## Excerpt to read
• • • • • • •

Spinning up AI agents feels like hiring tireless employees. Operating a thousand of them feels like running a call centre.

At Relevance AI, customers can deploy AI agents that work around the clock, executing thousands of tasks a day across CRM updates, prospecting, research, and customer outreach. The promise is simple: set the agent live, and let it run.

But as our enterprise customers scaled their AI workforces from tens to thousands of daily tasks, a quieter problem surfaced. Every day, a percentage of those tasks would fail, get stuck, or surface for human approval. At a thousand tasks a day, even a 5% exception rate means fifty issues to triage. At Databricks scale, it meant hundreds.

I led the end-to-end design of this large ambiguous TaskOps project from discovery through to build, partnering closely with our Solution Engineering team and our tech leads.

Built for one agent, breaking under a thousand

The original Workforce experience at Relevance AI was designed when most customers ran a handful of agents. To review what an agent was doing, you opened that agent, scrolled its task timeline, and worked through anything flagged for attention one item at a time.

That model worked well at small scale but as customers grew their AI workforces, it stopped working entirely.

By the time I started this project, our largest enterprise customers were running 100,000+ agent tasks a month across dozens of agents. Errors, escalations, and pending approvals were spread across individual agent task lists, with no consolidated view, no way to spot patterns, and no way to action items in bulk. Operators were stuck inspecting tasks one at a time inside a side drawer, with no visibility into the bigger picture.

The product had a tasks page, individual agent task timeline, but neither answered the questions the AI ops persona was actually asking: What broke today? How big is it? How do I fix all of it at once?

• • • • • • •

## Assignment A
Turn the paragraph in the case study above that begins "By the time I started this project" into a short bulleted list that keeps its main facts.
## Assignment B
Answer these questions using the case study above:
(i) What exception rate does the example of a thousand tasks a day use?
(ii) How many agent tasks a month were the largest enterprise customers running when the project began?
(iii) Besides the tech leads, which team did the designer partner closely with?

## Data supplied

• • • • • • •

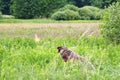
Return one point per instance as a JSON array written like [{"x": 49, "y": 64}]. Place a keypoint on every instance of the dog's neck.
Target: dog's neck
[{"x": 61, "y": 51}]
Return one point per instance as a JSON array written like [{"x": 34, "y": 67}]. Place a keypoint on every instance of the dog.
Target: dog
[{"x": 67, "y": 55}]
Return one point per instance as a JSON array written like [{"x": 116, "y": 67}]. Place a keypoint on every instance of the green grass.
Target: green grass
[
  {"x": 21, "y": 58},
  {"x": 40, "y": 21},
  {"x": 24, "y": 59}
]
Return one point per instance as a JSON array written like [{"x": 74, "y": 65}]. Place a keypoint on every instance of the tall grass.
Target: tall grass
[{"x": 25, "y": 59}]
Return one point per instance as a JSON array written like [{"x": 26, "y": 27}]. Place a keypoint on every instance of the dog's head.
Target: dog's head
[{"x": 61, "y": 49}]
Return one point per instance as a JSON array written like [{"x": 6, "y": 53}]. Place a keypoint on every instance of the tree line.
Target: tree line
[{"x": 44, "y": 8}]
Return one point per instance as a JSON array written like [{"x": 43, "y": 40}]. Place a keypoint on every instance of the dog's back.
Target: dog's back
[{"x": 67, "y": 55}]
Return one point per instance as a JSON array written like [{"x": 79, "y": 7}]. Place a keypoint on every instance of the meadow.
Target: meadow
[{"x": 22, "y": 58}]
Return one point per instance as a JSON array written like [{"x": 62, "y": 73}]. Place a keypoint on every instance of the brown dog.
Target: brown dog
[{"x": 67, "y": 54}]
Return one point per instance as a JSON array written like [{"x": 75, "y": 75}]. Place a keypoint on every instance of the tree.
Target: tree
[
  {"x": 5, "y": 6},
  {"x": 35, "y": 8}
]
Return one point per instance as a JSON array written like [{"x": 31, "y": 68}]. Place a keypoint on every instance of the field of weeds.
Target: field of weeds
[{"x": 22, "y": 58}]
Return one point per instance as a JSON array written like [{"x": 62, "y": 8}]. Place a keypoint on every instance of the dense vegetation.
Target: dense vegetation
[
  {"x": 111, "y": 28},
  {"x": 23, "y": 58},
  {"x": 71, "y": 12},
  {"x": 44, "y": 8}
]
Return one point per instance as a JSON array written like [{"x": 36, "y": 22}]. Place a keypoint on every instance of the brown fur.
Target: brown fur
[{"x": 67, "y": 55}]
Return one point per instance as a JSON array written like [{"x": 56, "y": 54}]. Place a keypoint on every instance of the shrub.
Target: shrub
[
  {"x": 111, "y": 28},
  {"x": 70, "y": 7},
  {"x": 90, "y": 12},
  {"x": 27, "y": 9},
  {"x": 65, "y": 15},
  {"x": 0, "y": 15}
]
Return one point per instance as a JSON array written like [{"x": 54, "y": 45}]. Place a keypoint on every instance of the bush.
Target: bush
[
  {"x": 27, "y": 9},
  {"x": 89, "y": 12},
  {"x": 111, "y": 28},
  {"x": 70, "y": 7},
  {"x": 0, "y": 15},
  {"x": 65, "y": 15}
]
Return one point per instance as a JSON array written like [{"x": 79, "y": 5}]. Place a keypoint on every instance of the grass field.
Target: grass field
[
  {"x": 41, "y": 21},
  {"x": 22, "y": 58}
]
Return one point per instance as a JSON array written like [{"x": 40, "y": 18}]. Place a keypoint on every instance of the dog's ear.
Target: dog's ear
[{"x": 58, "y": 47}]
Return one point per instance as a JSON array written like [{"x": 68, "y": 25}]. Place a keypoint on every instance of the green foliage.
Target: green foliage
[
  {"x": 65, "y": 15},
  {"x": 0, "y": 15},
  {"x": 68, "y": 12},
  {"x": 17, "y": 43},
  {"x": 111, "y": 28},
  {"x": 70, "y": 7},
  {"x": 89, "y": 13},
  {"x": 96, "y": 3},
  {"x": 5, "y": 6},
  {"x": 44, "y": 63},
  {"x": 35, "y": 8}
]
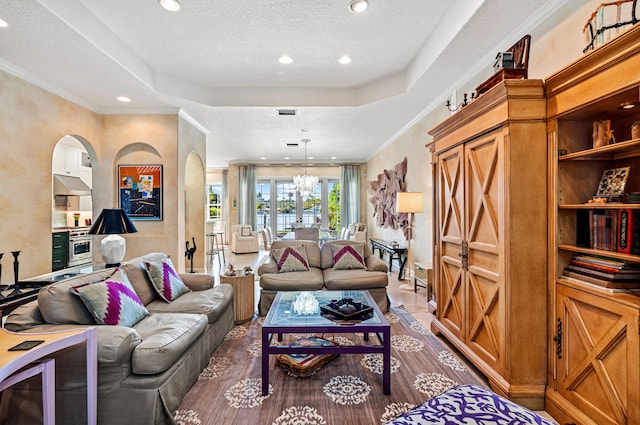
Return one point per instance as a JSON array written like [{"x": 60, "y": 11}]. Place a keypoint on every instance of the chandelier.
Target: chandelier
[{"x": 305, "y": 184}]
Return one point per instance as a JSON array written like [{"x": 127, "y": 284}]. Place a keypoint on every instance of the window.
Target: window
[
  {"x": 263, "y": 204},
  {"x": 320, "y": 209},
  {"x": 214, "y": 201}
]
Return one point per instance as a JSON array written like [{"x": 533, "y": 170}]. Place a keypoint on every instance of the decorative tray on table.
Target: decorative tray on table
[{"x": 346, "y": 309}]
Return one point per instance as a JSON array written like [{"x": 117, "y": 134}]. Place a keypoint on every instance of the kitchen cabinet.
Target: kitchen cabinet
[
  {"x": 71, "y": 161},
  {"x": 490, "y": 219},
  {"x": 59, "y": 250},
  {"x": 593, "y": 342}
]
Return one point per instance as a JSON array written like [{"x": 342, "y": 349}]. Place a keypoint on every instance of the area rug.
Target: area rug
[{"x": 347, "y": 390}]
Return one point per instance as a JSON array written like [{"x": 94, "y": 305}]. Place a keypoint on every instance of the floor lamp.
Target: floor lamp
[{"x": 410, "y": 203}]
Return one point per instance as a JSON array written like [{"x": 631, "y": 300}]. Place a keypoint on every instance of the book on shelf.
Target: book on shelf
[
  {"x": 609, "y": 230},
  {"x": 601, "y": 282},
  {"x": 614, "y": 277},
  {"x": 608, "y": 273}
]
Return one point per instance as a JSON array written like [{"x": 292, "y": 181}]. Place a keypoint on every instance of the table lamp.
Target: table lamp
[
  {"x": 410, "y": 203},
  {"x": 112, "y": 222}
]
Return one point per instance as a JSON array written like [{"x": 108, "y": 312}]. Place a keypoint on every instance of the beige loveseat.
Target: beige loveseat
[
  {"x": 322, "y": 275},
  {"x": 144, "y": 370}
]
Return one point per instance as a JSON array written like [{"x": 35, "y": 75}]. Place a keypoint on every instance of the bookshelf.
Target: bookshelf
[{"x": 593, "y": 331}]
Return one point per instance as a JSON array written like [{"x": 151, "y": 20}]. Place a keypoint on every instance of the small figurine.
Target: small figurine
[
  {"x": 230, "y": 270},
  {"x": 596, "y": 200}
]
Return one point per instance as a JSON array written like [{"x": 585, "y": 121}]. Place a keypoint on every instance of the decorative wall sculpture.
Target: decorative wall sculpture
[{"x": 384, "y": 190}]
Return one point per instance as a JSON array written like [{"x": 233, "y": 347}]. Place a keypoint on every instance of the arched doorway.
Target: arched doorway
[{"x": 194, "y": 218}]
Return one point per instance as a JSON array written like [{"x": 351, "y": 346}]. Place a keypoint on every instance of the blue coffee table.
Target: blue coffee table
[{"x": 283, "y": 318}]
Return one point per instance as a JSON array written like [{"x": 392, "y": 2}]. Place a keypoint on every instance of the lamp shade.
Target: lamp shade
[
  {"x": 409, "y": 202},
  {"x": 112, "y": 221}
]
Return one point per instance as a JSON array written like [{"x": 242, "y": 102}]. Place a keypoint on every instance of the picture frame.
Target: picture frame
[
  {"x": 613, "y": 182},
  {"x": 140, "y": 191}
]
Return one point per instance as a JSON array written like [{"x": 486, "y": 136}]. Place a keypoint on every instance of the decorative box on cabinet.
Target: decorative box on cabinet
[
  {"x": 490, "y": 216},
  {"x": 593, "y": 341}
]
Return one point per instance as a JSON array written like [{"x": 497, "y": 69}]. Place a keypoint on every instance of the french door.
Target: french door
[{"x": 280, "y": 206}]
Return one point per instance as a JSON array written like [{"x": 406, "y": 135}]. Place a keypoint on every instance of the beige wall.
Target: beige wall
[
  {"x": 554, "y": 43},
  {"x": 191, "y": 162},
  {"x": 32, "y": 120}
]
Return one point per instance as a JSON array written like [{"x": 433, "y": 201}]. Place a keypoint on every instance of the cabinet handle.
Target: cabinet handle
[
  {"x": 465, "y": 255},
  {"x": 558, "y": 339}
]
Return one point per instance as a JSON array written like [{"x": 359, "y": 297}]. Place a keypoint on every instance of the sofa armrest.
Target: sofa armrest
[
  {"x": 116, "y": 344},
  {"x": 198, "y": 281},
  {"x": 376, "y": 264},
  {"x": 24, "y": 317},
  {"x": 269, "y": 266}
]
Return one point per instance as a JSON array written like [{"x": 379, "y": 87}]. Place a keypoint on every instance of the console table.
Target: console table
[
  {"x": 16, "y": 366},
  {"x": 398, "y": 253}
]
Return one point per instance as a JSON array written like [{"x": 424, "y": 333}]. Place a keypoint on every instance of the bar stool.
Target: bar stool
[{"x": 215, "y": 246}]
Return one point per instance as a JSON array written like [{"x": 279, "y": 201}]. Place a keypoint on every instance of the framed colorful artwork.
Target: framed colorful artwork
[
  {"x": 140, "y": 191},
  {"x": 613, "y": 182}
]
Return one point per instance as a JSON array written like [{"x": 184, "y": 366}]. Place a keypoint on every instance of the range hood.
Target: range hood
[{"x": 67, "y": 185}]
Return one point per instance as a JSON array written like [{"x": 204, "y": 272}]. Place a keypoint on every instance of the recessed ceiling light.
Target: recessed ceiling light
[
  {"x": 358, "y": 6},
  {"x": 170, "y": 5}
]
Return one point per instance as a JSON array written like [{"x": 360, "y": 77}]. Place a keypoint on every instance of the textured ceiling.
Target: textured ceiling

• • • • • • •

## Solution A
- The largest enterprise customers were running 100,000+ agent tasks a month across dozens of agents.
- Errors, escalations, and pending approvals were scattered across separate agent task lists.
- There was no consolidated view, no way to spot patterns, and no way to act on items in bulk.
- Operators had to inspect tasks one at a time in a side drawer and couldn't see the bigger picture.

## Solution B
(i) 5%
(ii) 100,000+
(iii) The Solution Engineering team